- _DESCRIPTION OF THE TASK_
All records below are to be set down exactly, each character intact.
........
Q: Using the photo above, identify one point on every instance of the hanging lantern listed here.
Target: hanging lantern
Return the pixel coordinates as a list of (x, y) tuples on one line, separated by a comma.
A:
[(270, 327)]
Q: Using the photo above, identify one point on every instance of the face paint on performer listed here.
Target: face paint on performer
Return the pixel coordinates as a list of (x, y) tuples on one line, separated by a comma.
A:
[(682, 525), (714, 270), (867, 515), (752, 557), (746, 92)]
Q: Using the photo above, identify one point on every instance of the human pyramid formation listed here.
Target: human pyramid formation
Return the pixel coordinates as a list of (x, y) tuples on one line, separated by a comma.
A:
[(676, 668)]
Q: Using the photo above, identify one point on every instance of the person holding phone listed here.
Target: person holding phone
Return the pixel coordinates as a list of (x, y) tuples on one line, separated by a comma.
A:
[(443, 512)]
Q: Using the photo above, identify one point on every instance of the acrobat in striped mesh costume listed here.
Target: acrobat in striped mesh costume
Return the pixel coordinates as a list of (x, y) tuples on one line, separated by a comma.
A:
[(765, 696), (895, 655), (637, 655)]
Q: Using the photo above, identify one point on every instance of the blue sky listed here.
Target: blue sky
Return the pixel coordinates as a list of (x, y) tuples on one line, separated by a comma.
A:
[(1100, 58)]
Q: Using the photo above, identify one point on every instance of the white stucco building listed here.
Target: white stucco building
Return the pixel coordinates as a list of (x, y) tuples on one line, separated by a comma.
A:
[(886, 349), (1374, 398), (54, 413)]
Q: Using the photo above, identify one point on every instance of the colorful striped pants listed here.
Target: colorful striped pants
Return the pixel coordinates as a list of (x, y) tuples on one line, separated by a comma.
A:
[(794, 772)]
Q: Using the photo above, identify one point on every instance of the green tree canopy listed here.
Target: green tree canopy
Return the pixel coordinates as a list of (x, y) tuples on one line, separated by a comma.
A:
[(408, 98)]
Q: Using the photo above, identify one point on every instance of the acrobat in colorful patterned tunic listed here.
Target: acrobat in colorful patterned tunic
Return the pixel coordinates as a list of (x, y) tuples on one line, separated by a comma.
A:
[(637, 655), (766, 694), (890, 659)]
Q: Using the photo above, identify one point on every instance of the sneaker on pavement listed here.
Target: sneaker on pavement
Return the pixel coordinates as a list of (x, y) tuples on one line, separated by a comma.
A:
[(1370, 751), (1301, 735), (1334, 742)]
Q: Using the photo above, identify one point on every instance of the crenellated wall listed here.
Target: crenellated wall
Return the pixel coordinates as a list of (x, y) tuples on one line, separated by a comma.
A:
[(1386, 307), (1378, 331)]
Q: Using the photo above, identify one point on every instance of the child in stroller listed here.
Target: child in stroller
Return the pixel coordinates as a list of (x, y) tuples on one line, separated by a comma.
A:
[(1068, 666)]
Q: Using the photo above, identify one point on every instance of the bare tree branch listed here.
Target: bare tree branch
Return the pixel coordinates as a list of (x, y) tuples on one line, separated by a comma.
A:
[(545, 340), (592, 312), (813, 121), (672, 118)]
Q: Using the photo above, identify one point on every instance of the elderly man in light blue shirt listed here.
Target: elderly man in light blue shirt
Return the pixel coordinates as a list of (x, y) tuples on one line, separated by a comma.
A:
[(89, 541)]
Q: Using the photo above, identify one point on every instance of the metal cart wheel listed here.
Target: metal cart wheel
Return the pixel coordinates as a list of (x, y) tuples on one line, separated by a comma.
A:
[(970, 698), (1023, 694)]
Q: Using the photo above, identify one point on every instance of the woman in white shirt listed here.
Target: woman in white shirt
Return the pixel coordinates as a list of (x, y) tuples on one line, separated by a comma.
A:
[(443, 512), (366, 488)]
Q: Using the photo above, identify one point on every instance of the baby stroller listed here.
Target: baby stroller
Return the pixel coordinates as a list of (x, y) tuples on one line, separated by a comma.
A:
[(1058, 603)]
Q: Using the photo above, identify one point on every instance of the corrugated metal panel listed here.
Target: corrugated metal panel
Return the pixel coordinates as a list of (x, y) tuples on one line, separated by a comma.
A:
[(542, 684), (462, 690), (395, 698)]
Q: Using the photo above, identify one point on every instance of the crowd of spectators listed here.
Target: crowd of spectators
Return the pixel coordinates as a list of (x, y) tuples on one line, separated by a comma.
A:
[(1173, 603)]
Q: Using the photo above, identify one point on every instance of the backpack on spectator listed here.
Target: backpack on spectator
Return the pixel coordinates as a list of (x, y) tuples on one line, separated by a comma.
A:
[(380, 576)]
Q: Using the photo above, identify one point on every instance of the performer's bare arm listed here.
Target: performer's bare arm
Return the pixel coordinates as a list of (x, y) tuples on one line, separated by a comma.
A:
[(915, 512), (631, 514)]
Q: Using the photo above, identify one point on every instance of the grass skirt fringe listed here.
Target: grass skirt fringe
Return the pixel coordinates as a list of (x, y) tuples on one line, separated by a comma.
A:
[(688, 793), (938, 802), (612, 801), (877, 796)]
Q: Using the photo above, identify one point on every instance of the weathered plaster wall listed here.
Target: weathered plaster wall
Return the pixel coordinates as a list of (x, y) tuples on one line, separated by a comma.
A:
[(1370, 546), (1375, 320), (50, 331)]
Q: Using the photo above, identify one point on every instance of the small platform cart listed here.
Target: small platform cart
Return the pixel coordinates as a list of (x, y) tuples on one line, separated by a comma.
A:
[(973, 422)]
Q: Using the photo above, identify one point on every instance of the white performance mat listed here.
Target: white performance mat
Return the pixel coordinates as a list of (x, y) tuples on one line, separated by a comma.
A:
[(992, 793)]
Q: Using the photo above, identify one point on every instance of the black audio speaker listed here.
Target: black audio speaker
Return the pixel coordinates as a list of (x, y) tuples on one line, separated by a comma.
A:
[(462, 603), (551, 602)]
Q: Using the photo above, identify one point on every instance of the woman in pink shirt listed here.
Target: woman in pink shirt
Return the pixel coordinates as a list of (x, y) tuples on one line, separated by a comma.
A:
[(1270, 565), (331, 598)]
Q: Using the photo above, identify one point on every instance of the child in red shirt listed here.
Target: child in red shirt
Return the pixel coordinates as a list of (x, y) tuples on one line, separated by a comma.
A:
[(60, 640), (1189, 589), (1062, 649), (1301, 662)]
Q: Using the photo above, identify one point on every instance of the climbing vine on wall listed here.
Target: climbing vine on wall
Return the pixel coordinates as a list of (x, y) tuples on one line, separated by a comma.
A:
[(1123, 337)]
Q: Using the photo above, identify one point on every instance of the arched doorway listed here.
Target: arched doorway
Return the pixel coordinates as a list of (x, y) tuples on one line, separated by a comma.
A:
........
- _ANSWER FOR THIS EXERCISE_
Q: Using the photo above, identify one point on every instance of the hanging lantern listed here.
Target: hanging lantern
Return the pixel coordinates as a list of (x, y) tuples on one line, separated by a comma.
A:
[(270, 327)]
Q: Using the photo above, identify one point on every instance of the face paint on performer listed here.
Target: face paint on performer
Return the pixel coordinates as a list of (x, y) tuples on one line, separated by a comma.
A:
[(682, 525), (714, 270), (867, 515), (752, 557), (746, 92)]
Q: Using the photo above, identify one point on every instance of the human pyramid formation listed here.
Target: human pyramid formation
Return the pixel coordinates as a list of (x, y) tuples on one line, separated by a comma.
A:
[(676, 668)]
Q: Using the photo above, identify one point on every instance of the person holding phone listed here.
Target: person holding phone
Return the pixel coordinates as a list of (x, y) tuples on one line, separated by a comma.
A:
[(443, 512)]
Q: Using the photo above, identify one point on every instance of the acrobat in striped mesh costume listed here.
Target: acrobat in striped mesh costume
Return the pixel coordinates as a list of (x, y) tuples on one line, separated by a comma.
A:
[(765, 696), (895, 655), (637, 655)]
Q: Using the photo above, identify one point on every instance of the blue sky listed here.
Target: blue sky
Return the pixel coordinates as a list of (x, y) tuples on one line, separated by a comma.
A:
[(1100, 58)]
Q: Using the photo above, identify one point on every instance of the white stucco building listed here.
Target: white stucco building
Return the pixel coordinates as a list of (x, y) tuples on one line, separated by a comma.
A:
[(886, 349), (1374, 398), (54, 413)]
Q: Using the photo above, identify one point on every instance of the colorful striped pants listed here.
Target: colorful striped pants
Return the pixel coordinates as a list of (x, y) tuples on one line, separated by a comma.
A:
[(794, 772)]
Q: Using the photo above, identify one point on every instance of the green tree canopy listed here.
Target: green tree canopy
Return the pixel coordinates as a list of (x, y) tuples on one line, separated by a comma.
A:
[(408, 98)]
Q: Using the photo above, identify one point on every instance of the acrobat in colorful patterned tunic listed here.
Target: acrobat in colorful patterned tunic
Return the pixel coordinates as a list of (x, y) tuples on one line, separated by a comma.
A:
[(637, 655), (766, 694), (890, 659)]
Q: Using the photo above, identify one point on every instance of the sneaker on pavement listed here.
Target: sneaker on pavement
Return the pixel coordinates as a list of (x, y) tuples on one line, separated by a comma.
A:
[(1370, 751), (1301, 735), (1334, 742)]
Q: Using the photo above, identify one point on every instance of the crenellated wall listed here.
Target: crenellated wall
Return the pixel coordinates as a list of (x, y) tuples on one line, separated by a comma.
A:
[(1386, 307), (1378, 331)]
Q: Using the photo above, identify one point on every instance of the child in stroller listed here.
Target: child in stroller
Return the pixel coordinates as a list of (x, y) tuples on one line, separated by a comma.
A:
[(1068, 666)]
Q: Using the photo above, identify one point on every instance of the bare tree branch listed here.
Target: bare tree branch
Return the pixel coordinates as a list of (x, y) tuples on one line, separated by a comma.
A:
[(545, 340), (592, 312), (813, 121), (672, 118)]
Q: Using the photo above, identify one point on every instance of the elderly man in light blue shirt listed here.
Target: elderly man in light blue shirt
Return the pixel coordinates as a list of (x, y) tuples on one line, separated by a comma.
A:
[(89, 541)]
Q: Using the photo above, identify one point on every instance of the metal cart wheel listed here.
Target: metal cart wheel
Return the pixel coordinates as a list of (x, y) tuples on one line, separated by a comma.
A:
[(970, 698), (1023, 694)]
Q: Using the photo above, identify one point on every instance of the woman in white shirt listed here.
Target: woman in white shirt
Return the pixel coordinates as a list of (x, y) tuples on one line, separated by a comma.
A:
[(443, 512), (366, 488)]
Q: Using the photo above, identify one point on every instance of the baby stroller listed here.
Target: baby stroller
Return the pixel coordinates as a list of (x, y) tuples on one line, separated by a comma.
A:
[(1058, 603)]
Q: Using the photo above, identify one point on every instance of the corrugated metal panel listed here.
Target: corrugated metal panel
Return the pixel coordinates as a list of (x, y) tuples on one line, separated by a comma.
A:
[(542, 684), (462, 690), (395, 698)]
Q: Using the photo above, identify one point on every instance of the crowd of spectators listed here.
Target: crowd of spectators
Return the pixel coordinates as a list of (x, y) tuples on one line, separated by a comma.
A:
[(1173, 603)]
Q: Using the photo above, identify one point on every instance of the backpack on spectator listed here.
Target: backpack on spectator
Return the pixel coordinates as a list of (x, y) tuples on one line, separated by a comma.
A:
[(380, 576)]
Q: Using the photo above, identify one point on every instance of the performer's bare arm listed here.
Target: performer's bare arm
Return the pixel coordinates as a list of (x, y) tuples on one line, separated by a comma.
A:
[(915, 512), (631, 514)]
Q: Using the photo above, identify one point on every instance of the grass skirt fringe listed here.
Target: grass skirt fringe
Return the pixel coordinates as a list of (x, y) tuples on one line, separated by a comma.
A:
[(688, 793), (938, 802), (612, 801), (877, 796)]
Q: Using the photo above, identify one point on every instance of the weathered plaster wall listed here.
Target: weathered plaster wall
Return the pixel coordinates as a list of (x, y) tuples on one line, separated by a comma.
A:
[(1370, 546), (1375, 320), (50, 331)]
Q: Using the photo above, identify one point on every instance of the small platform cart listed here.
Target: small platform cart
Return the pixel coordinates as a list of (x, y) tuples on one line, separated by a comma.
A:
[(973, 422)]
Q: Using the photo above, identify one point on every instance of the white performance mat listed here.
Target: white performance mat
Return the pixel coordinates as a list of (x, y) tuples on one line, separated by a comma.
A:
[(992, 793)]
Q: Using the photo above, identify one point on every instance of the black audio speaker listed here.
Target: black audio speaker
Return the pixel coordinates as a list of (x, y) tuples on one line, separated by a comma.
A:
[(462, 603), (551, 602)]
Q: Using the photo above, identify one point on every instance of the woman in pink shirt listed here.
Target: woman in pink shirt
Return the pixel coordinates as a list of (x, y) tuples on one line, separated by a comma.
A:
[(1270, 565), (331, 598)]
Q: Using the photo above, identify one point on every instance of the child in red shirt listed here.
Target: child in red shirt
Return the pixel coordinates as a list of (x, y) tuples on one line, separated by a comma.
A:
[(60, 640), (1189, 589), (1062, 649), (1301, 662)]
Q: Using the photo above, identify one point on every instance of the climbing vine on wall listed here.
Target: climbing vine on wall
Return the pixel coordinates as a list of (x, y) tuples on one line, separated by a comma.
A:
[(1123, 337)]
Q: Using the photo above, identify one point on every instance of the arched doorway listed here.
Target: arched doorway
Return the pixel coordinates as a list of (x, y) tuples on one line, separated by a comma.
A:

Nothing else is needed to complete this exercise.